Task objective -> Update every line of the records below by replacing "steel lattice beam" with "steel truss girder" and changing nothing else. Leave the pictures out of your answer.

--- Begin Data section ---

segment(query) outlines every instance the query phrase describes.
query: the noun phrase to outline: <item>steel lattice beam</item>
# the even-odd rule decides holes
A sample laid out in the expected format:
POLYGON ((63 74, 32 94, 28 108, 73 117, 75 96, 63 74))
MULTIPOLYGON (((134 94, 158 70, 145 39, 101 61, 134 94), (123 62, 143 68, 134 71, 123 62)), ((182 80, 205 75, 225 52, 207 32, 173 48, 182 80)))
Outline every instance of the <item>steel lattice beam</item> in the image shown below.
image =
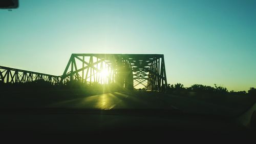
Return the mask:
POLYGON ((60 81, 72 80, 114 84, 129 89, 140 84, 151 91, 167 88, 162 54, 72 54, 60 81), (99 75, 103 69, 109 75, 102 82, 99 75))
POLYGON ((52 84, 59 84, 61 76, 0 66, 0 83, 24 83, 44 79, 52 84))
POLYGON ((0 82, 38 79, 53 84, 74 80, 90 85, 114 84, 127 89, 142 85, 148 90, 156 91, 165 91, 167 86, 163 54, 72 54, 61 76, 0 66, 0 82))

--- End Data section ---

Task answer ->
segment(query) outlines every instance the query phrase describes.
query: the noun phrase to outline: <item>steel truss girder</item>
# the even-odd rule decides holes
A sample laid out in the expected format:
POLYGON ((63 74, 32 94, 28 108, 73 117, 75 96, 63 74))
MULTIPOLYGON (((134 94, 158 70, 145 39, 101 61, 134 94), (123 62, 143 68, 134 71, 123 62)), ((182 80, 205 75, 225 52, 207 32, 173 48, 182 80)))
Outline every instance of the <item>steel truss girder</item> in the image shown below.
image =
Return the mask:
POLYGON ((60 81, 72 80, 114 84, 129 89, 140 84, 151 91, 167 88, 162 54, 72 54, 60 81), (99 75, 103 69, 109 75, 102 82, 99 75))
POLYGON ((52 84, 59 84, 61 76, 0 66, 0 83, 24 83, 44 79, 52 84))
POLYGON ((0 82, 38 79, 53 84, 74 80, 90 85, 114 84, 127 89, 142 85, 148 90, 156 91, 165 91, 167 86, 163 54, 72 54, 61 76, 0 66, 0 82))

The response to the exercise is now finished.